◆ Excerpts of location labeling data
-.-.-

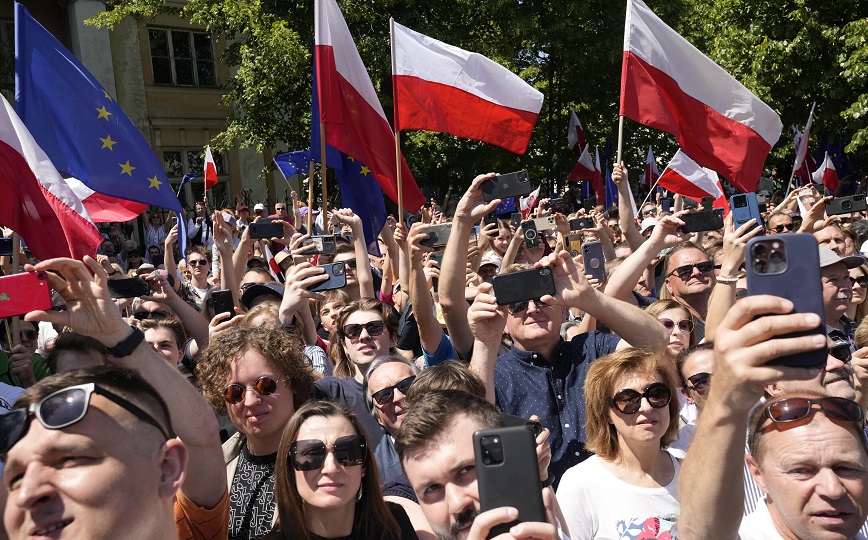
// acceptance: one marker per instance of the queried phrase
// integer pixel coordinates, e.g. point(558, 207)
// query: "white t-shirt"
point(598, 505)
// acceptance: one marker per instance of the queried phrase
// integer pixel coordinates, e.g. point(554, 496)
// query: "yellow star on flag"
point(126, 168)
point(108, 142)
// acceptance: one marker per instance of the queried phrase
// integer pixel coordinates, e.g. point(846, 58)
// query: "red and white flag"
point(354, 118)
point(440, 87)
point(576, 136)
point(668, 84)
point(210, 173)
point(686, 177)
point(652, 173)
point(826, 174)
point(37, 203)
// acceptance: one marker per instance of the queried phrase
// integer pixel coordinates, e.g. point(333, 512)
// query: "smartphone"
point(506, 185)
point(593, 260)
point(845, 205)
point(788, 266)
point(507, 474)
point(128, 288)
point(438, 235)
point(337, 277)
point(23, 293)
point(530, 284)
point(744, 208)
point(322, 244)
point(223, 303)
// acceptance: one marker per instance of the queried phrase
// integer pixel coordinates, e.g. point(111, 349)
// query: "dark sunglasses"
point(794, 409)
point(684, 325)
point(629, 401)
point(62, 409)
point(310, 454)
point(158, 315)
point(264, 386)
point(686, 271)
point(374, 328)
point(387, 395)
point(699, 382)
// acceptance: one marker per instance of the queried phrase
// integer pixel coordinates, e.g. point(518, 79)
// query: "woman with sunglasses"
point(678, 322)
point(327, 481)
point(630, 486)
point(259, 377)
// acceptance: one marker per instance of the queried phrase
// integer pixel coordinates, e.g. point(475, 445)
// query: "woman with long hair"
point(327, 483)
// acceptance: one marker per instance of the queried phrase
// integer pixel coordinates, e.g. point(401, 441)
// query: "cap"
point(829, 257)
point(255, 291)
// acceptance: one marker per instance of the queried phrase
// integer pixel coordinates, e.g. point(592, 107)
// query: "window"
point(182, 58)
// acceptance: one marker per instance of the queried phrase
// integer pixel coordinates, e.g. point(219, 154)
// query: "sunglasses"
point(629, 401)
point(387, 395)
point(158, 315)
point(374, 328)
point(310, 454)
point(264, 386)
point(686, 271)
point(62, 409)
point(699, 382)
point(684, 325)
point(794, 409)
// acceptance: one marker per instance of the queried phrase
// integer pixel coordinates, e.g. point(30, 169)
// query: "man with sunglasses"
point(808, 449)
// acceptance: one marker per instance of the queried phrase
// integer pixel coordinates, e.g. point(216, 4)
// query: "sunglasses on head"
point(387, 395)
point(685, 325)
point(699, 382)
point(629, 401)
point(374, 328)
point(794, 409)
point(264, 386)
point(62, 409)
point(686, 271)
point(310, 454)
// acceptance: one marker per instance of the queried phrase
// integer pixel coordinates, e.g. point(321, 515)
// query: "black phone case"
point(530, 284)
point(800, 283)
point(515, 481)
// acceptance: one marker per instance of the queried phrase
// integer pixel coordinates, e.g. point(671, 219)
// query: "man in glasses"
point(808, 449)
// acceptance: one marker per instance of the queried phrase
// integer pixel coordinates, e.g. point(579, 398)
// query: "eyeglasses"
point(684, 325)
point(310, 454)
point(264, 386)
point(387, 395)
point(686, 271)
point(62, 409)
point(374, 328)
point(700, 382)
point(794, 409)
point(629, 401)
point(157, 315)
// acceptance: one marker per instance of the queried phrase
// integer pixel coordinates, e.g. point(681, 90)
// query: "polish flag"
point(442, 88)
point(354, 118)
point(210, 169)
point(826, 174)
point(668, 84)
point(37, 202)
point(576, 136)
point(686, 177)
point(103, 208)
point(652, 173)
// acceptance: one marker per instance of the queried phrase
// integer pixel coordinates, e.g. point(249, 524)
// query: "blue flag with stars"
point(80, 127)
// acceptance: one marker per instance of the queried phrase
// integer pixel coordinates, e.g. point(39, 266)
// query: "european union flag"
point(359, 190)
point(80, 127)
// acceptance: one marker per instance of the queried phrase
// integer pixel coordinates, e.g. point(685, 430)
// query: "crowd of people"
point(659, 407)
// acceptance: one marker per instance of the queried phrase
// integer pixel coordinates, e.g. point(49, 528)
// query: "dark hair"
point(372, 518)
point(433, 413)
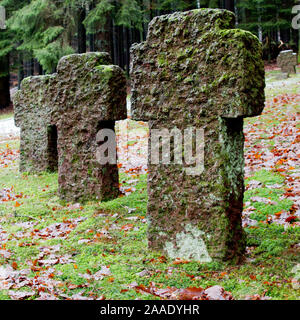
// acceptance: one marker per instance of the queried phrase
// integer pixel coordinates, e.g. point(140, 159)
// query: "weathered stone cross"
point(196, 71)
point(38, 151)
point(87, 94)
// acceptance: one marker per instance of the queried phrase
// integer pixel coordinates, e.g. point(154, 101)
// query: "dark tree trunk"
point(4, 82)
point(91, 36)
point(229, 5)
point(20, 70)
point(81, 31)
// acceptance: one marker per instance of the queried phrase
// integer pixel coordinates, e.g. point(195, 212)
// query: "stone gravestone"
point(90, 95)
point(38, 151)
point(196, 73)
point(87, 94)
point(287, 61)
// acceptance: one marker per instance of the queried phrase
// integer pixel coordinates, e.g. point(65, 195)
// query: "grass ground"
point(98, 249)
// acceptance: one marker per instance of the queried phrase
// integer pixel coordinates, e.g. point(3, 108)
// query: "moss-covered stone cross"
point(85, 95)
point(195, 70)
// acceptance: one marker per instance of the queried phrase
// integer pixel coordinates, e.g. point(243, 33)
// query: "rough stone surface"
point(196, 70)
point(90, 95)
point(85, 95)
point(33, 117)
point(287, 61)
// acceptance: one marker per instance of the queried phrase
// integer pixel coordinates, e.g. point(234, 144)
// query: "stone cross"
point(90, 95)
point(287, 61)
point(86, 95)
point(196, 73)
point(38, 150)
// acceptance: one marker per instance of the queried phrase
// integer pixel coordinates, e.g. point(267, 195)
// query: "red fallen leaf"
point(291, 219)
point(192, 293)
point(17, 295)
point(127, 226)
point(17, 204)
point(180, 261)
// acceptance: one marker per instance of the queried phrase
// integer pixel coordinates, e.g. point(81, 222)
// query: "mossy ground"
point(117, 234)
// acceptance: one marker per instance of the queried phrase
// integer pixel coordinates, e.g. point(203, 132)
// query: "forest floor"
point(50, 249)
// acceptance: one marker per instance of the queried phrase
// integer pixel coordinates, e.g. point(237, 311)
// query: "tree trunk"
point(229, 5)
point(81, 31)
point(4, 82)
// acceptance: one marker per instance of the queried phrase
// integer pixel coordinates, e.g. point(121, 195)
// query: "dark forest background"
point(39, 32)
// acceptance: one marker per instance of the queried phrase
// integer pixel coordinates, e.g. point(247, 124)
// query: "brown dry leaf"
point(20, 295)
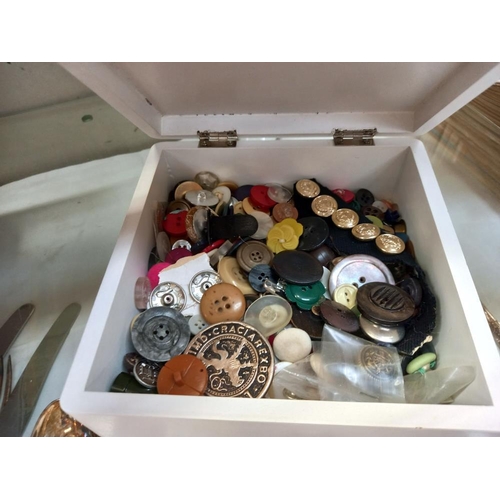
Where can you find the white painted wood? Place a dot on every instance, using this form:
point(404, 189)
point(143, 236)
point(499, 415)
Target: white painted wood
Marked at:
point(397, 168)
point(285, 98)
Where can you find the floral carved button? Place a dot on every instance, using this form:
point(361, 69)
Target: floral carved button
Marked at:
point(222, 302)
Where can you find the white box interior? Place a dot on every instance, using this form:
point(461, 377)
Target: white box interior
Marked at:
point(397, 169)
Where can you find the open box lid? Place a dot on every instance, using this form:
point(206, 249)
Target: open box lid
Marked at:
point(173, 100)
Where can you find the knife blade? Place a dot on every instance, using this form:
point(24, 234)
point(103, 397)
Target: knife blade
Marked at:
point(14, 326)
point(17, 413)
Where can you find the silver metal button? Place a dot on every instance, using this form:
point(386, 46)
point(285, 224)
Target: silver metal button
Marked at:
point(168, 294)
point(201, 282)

-.-.-

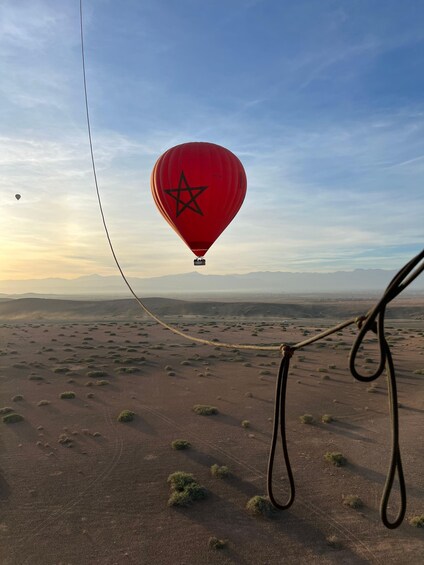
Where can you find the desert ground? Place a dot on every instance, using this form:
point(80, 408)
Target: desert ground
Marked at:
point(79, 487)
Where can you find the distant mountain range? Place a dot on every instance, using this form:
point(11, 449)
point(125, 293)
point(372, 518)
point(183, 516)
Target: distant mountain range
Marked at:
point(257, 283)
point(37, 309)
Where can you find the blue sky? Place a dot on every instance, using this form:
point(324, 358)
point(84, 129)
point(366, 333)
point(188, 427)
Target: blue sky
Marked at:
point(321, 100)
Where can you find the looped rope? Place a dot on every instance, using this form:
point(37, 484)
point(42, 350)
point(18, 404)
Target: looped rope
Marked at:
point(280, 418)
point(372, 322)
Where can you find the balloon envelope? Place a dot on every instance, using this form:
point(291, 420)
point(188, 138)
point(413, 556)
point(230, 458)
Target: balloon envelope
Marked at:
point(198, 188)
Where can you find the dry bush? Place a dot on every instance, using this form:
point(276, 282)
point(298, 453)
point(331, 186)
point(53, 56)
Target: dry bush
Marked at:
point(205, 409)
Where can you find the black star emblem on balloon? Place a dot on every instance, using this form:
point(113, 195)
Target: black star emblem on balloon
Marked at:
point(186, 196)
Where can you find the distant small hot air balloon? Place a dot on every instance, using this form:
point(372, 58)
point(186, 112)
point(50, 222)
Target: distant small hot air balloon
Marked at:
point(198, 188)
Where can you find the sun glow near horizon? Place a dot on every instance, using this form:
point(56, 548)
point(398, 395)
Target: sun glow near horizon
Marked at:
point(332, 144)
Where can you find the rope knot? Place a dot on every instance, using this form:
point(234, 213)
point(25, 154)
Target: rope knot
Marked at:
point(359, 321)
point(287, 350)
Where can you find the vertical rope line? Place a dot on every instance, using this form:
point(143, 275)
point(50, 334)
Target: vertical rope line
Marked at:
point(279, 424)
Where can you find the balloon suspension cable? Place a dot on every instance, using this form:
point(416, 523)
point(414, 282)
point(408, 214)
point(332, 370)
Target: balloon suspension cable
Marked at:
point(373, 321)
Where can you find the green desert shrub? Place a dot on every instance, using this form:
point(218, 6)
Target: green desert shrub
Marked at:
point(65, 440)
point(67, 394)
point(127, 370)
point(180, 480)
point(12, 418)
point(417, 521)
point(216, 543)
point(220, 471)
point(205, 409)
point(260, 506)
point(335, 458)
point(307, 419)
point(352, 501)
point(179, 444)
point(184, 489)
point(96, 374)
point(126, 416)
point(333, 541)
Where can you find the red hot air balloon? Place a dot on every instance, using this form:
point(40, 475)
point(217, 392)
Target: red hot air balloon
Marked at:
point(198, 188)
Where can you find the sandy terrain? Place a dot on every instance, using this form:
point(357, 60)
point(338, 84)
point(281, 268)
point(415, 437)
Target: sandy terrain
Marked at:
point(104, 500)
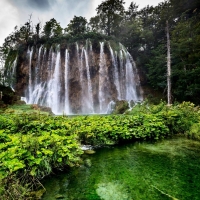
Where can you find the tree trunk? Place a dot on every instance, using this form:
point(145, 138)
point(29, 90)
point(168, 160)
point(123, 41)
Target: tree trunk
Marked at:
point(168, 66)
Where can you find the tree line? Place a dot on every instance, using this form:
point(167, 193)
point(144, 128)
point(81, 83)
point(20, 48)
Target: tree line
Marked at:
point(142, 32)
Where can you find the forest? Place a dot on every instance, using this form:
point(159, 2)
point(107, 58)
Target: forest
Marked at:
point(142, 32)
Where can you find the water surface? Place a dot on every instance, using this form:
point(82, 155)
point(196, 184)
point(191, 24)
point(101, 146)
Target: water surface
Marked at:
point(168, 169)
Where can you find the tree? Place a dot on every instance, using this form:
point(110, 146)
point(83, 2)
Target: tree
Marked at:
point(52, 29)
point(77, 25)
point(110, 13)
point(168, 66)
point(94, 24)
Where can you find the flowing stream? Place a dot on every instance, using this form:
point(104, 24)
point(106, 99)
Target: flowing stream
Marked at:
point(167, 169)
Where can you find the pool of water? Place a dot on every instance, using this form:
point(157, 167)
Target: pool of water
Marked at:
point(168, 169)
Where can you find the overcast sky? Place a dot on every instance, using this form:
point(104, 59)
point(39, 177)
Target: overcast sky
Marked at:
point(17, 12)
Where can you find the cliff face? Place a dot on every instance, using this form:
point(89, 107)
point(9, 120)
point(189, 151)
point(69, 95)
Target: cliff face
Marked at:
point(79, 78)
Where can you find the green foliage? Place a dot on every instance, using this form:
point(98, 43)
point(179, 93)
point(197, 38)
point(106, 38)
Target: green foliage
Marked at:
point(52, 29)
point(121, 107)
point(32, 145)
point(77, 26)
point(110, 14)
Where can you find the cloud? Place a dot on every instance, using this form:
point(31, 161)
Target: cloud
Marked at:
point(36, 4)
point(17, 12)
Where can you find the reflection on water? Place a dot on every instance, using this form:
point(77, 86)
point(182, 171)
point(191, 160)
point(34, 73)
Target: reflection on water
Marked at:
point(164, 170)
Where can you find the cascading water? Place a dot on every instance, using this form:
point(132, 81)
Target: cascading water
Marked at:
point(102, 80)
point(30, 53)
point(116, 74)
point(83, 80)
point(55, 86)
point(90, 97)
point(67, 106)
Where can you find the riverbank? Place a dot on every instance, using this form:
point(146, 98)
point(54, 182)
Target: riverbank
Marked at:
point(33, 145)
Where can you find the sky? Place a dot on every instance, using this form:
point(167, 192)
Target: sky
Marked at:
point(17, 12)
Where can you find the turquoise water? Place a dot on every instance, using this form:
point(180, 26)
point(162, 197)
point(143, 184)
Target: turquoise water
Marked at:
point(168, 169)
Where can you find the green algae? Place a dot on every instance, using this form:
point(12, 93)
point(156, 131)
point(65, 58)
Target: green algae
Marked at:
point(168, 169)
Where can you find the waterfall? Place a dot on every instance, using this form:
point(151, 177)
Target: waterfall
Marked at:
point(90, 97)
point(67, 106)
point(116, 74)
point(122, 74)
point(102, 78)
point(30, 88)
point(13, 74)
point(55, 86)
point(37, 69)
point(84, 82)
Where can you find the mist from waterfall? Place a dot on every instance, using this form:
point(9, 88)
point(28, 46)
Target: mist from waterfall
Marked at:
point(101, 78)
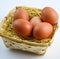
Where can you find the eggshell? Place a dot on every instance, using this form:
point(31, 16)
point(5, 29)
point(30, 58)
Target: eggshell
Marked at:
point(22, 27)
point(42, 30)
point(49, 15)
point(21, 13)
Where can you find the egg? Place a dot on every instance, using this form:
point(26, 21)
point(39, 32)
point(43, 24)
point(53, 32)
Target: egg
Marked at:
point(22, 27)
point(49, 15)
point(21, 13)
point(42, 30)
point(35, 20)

-.-.-

Repeat the lines of the material above word for word, starting with the line that contains "Where can you find the silver" and going on through the line that contains "point(201, 282)".

◆ RESPONSE TO THIS EXERCISE
Where can you find the silver metal button? Place a dot on every instance, using this form:
point(386, 46)
point(285, 224)
Target: silver metal button
Marked at:
point(168, 294)
point(201, 282)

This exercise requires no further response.